Provided passage
----------------


  • ...I suggested she ring a couple of newspapers and one of them bought the story and ran it the next day...

    Wow - you must be proud of yourself. The morally correct thing to do would have been to turn them over to the owner, or if that were not possible to shed them. This is a perfect illustration of the great moral fibre that many of you Microsofties have.

  • It was 18 years ago, and 10 years before I became a Microsoftie.

    It *was* a Moral dilemma: if I had the level of income I have now I might not have made the suggestion, and if it was highly immoral my wife would have said "NO!". Had it been about the health or finances of the celeb concerned I might have felt differently. I'm not proud nor ashamed of it.

    The document was  a warning to say that the celeb was encouraging fans to congregate outside the building where they lived to the distress of other people and if they didn't stop their lease might be under threat.

    Before criticizing my wife and "Microsofties" in general, you might ask about the newspaper which bought it, and the morals of the people who buy papers every day which source stories in this way. If people thought this sort of thing was morally unacceptable then the papers would be a lot thinner.

----------------

The data
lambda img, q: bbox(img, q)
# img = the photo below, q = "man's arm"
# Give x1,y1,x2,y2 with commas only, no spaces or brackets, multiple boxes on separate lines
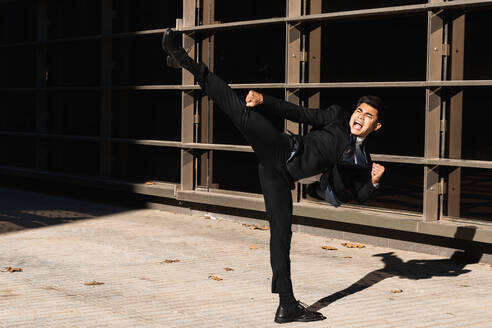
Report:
357,163,384,203
246,90,341,125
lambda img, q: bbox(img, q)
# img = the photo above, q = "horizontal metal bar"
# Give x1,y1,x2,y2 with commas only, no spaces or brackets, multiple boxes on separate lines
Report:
0,131,492,169
371,154,492,169
181,143,253,153
180,0,492,32
0,0,492,48
0,80,492,92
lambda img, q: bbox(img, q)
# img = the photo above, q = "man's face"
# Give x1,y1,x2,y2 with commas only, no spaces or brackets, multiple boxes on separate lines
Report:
349,103,381,138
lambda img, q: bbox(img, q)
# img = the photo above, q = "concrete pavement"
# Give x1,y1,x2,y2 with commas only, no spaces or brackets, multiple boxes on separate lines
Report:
0,188,492,328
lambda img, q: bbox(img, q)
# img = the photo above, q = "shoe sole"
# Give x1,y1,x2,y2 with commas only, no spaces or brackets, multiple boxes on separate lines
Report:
274,316,326,323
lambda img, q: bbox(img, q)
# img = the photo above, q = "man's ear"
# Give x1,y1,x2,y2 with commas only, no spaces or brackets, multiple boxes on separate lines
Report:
373,122,381,131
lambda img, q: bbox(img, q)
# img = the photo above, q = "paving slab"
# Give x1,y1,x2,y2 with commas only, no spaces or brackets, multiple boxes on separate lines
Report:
0,188,492,328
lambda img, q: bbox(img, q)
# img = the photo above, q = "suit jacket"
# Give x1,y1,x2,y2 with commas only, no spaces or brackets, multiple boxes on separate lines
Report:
261,94,377,203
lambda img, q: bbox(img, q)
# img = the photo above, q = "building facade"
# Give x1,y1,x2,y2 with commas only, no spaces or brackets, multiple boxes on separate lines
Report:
0,0,492,258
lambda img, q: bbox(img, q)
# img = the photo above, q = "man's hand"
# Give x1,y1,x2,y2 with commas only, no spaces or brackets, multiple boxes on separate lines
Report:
246,90,263,107
371,163,384,185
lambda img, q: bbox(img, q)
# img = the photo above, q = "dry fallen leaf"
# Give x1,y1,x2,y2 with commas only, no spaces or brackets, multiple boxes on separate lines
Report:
84,280,104,286
5,267,22,272
161,259,180,264
342,243,366,248
243,223,270,230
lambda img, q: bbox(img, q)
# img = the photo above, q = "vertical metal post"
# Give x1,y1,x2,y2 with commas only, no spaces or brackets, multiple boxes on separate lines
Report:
199,0,215,188
423,0,443,221
285,0,302,202
99,0,113,177
447,14,465,217
181,0,197,190
35,0,48,170
116,1,131,178
308,0,322,108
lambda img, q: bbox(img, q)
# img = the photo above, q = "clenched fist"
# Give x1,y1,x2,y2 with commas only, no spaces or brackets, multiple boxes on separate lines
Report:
371,163,384,185
246,90,263,107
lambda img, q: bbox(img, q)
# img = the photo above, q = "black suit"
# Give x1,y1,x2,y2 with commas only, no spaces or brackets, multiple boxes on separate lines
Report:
262,95,376,203
194,64,374,293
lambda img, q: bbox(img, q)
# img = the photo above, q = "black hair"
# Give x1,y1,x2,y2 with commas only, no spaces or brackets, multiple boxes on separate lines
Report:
357,95,384,122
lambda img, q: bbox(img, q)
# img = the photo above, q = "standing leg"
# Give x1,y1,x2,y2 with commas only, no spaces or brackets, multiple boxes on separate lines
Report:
259,164,293,294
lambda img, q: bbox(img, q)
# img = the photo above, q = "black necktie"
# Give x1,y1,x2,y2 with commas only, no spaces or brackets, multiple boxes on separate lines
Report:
354,142,367,166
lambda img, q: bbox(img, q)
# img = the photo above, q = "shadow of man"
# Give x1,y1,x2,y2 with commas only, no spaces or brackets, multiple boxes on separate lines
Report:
309,226,483,311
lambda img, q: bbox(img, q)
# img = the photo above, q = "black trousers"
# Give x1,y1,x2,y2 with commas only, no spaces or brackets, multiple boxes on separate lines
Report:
195,64,292,293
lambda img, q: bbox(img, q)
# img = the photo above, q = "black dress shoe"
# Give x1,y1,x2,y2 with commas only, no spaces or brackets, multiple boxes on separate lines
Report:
275,301,326,323
162,29,188,68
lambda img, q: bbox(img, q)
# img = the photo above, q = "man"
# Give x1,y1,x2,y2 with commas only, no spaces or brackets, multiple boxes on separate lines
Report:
162,29,384,323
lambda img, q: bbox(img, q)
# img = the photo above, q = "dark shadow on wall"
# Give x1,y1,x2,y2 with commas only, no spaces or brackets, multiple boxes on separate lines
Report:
310,226,483,311
0,177,143,234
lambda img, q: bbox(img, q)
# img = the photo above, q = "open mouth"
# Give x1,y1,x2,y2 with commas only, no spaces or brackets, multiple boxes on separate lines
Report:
352,120,362,130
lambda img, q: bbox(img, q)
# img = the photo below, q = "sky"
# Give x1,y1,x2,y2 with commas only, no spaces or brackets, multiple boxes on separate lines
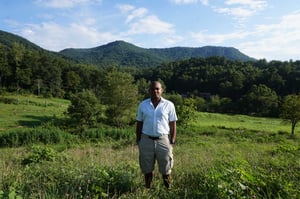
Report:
0,0,300,61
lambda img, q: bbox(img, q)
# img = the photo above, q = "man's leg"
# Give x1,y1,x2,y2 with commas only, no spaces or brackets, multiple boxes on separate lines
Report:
162,175,171,189
145,172,153,188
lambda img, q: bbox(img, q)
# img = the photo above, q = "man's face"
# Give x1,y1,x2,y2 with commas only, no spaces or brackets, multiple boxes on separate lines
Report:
149,83,163,99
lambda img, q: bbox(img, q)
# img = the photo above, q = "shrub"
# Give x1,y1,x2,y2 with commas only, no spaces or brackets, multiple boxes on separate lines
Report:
0,127,76,147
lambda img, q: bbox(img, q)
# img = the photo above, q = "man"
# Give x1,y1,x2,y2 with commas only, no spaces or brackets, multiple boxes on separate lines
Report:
136,81,177,188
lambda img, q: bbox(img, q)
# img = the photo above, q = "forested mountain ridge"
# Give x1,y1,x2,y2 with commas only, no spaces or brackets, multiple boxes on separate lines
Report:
60,41,255,68
0,30,44,51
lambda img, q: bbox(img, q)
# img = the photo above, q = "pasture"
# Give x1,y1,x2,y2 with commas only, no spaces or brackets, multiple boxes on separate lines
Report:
0,96,300,199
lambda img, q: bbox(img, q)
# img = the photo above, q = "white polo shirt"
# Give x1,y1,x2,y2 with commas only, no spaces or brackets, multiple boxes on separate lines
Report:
136,97,177,136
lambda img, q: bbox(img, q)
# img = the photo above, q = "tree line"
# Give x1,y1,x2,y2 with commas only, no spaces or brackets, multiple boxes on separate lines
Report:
0,43,300,132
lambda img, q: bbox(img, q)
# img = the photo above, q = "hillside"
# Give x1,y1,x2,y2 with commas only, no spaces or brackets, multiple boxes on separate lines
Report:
0,30,254,68
0,30,70,60
60,41,254,68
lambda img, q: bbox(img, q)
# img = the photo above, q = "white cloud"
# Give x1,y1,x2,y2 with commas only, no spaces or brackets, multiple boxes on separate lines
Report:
118,4,174,35
213,0,268,20
191,31,249,45
36,0,101,8
126,8,148,23
21,22,120,51
128,15,174,34
170,0,209,5
238,12,300,60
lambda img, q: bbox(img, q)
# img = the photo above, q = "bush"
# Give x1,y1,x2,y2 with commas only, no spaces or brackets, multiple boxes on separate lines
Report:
0,127,76,147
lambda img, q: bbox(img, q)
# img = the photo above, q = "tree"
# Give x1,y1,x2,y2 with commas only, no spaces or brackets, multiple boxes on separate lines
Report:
280,94,300,135
101,68,138,127
241,84,278,116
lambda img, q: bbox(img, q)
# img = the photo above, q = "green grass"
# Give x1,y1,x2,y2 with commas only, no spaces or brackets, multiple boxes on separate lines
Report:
0,96,300,199
0,95,70,132
192,113,291,133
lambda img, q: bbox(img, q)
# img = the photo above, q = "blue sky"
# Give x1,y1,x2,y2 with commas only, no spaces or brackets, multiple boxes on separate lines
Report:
0,0,300,61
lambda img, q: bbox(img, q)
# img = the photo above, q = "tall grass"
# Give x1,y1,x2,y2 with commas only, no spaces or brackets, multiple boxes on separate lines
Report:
0,94,300,199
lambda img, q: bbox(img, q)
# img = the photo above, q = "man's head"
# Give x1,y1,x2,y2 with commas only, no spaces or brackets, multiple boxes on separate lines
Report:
149,81,163,100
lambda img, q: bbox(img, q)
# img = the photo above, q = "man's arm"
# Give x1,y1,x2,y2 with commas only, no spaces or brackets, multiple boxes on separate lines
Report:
169,121,176,144
135,121,143,143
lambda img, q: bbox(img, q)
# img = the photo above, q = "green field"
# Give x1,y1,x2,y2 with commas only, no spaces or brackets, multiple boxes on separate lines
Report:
0,95,70,132
0,96,300,198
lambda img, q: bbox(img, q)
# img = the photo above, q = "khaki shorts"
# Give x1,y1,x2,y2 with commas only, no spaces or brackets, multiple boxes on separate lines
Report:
138,134,174,175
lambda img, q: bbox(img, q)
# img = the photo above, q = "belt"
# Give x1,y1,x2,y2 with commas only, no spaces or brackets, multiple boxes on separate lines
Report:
143,134,164,140
148,135,160,140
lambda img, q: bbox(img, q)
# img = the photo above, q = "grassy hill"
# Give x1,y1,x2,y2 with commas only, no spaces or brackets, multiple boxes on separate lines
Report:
0,94,70,132
0,95,300,199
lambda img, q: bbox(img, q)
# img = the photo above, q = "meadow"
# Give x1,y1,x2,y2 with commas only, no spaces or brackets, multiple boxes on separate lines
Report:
0,95,300,199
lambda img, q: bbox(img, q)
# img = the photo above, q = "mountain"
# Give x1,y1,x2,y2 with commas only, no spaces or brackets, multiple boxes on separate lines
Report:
0,30,255,68
0,30,65,60
0,30,44,51
59,41,255,68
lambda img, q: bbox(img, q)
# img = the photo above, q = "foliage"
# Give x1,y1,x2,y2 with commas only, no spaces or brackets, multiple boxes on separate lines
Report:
0,127,76,147
0,113,300,199
66,90,104,128
241,85,279,117
22,145,62,165
100,68,138,127
280,95,300,135
60,41,254,68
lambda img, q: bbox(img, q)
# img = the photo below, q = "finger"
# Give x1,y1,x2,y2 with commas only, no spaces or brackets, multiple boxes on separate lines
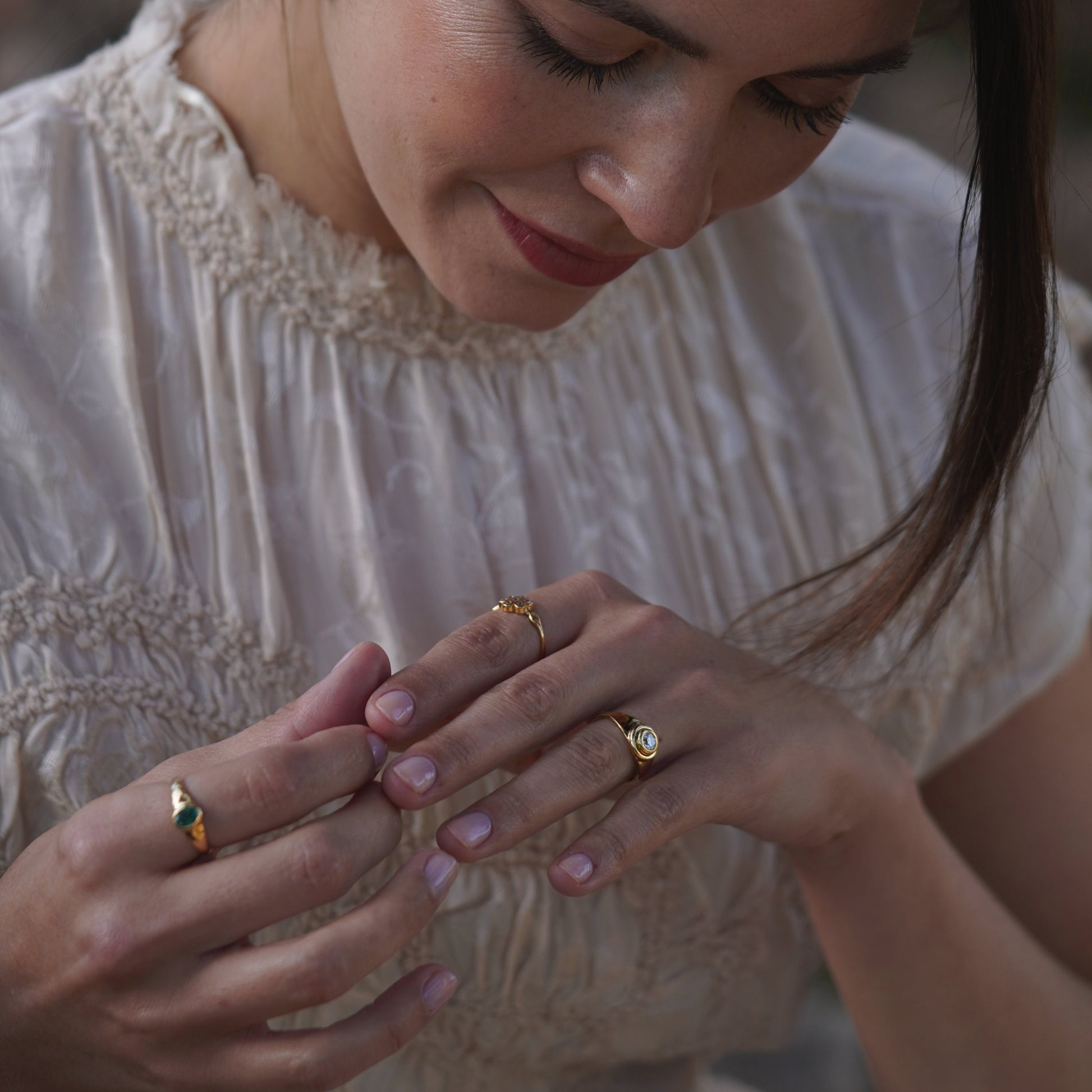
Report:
365,573,632,742
435,718,637,860
225,963,457,1092
137,643,391,784
549,753,718,896
382,635,650,810
154,785,402,960
125,725,387,871
177,850,457,1032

----------------

Instructions
A – Could you transcribe the comment thread, copying the stretch from "The document was" through "a lot thinner."?
B – Answer these questions from the comment thread:
(i) How many years before the reply was written did the events take place?
(ii) According to the critical comment, what would have been the morally correct thing to do?
(iii) What might be under threat if the celebrity didn't stop?
C – How would the comment thread go on? Continue it from where it stops.

Outputs in order
A –
The document was  a warning to say that the celeb was encouraging fans to congregate outside the building where they lived to the distress of other people and if they didn't stop their lease might be under threat.

    Before criticizing my wife and "Microsofties" in general, you might ask about the newspaper which bought it, and the morals of the people who buy papers every day which source stories in this way. If people thought this sort of thing was morally unacceptable then the papers would be a lot thinner.

B –
(i) 18 years.
(ii) To turn them over to the owner, or, if that were not possible, to shed them.
(iii) Their lease.

C –
  • In response to someone saying that your anecdote doesn't speak well to your "moral fibre", you say:

    > It was 18 years ago, and 10 years before I became a Microsoftie.

    but also

    > I'm not proud nor ashamed of it.

    Had you said that it was 18 years ago and you *were* ashamed of it now, then I think it would be a reasonable to say that no inferences can be made about your present "moral fibre" from your actions of long ago -- it certainly wouldn't be unreasonable to argue that you have more maturity and more moral fibre now than you had then.  But since you do still stand by your actions, you can't really use how long ago it was in an argument in defense of your "moral fibre".

    > Before criticizing my wife and "Microsofties" in general, you might ask about the newspaper which bought it, and the morals of the people who buy papers every day which source stories in this way. If people thought this sort of thing was morally unacceptable then the papers would be a lot thinner.

    This argument is also specious.  It doesn't work for someone buying fresh ivory to say "I didn't kill the elephant, it was already dead and its ivory would have gone to waste, so don't blame me!", nor does it work for the person killing the elephant to say, "Hey, I wouldn't have killed it if I didn't have ready buyers, so don't blame me!".  If you did do something unethical, you aren't off the hook just because other people are complicit.

    Sometimes I'm struck by the notion that the more someone seems to need to justify their actions, the more unjustified they seem.   If you don't think it was morally wrong, unethical, or whatever, I think you'd have done best to have said so as simply as possible with the least possible amount of justification, since that usually seems to be more convincing.  Less is more.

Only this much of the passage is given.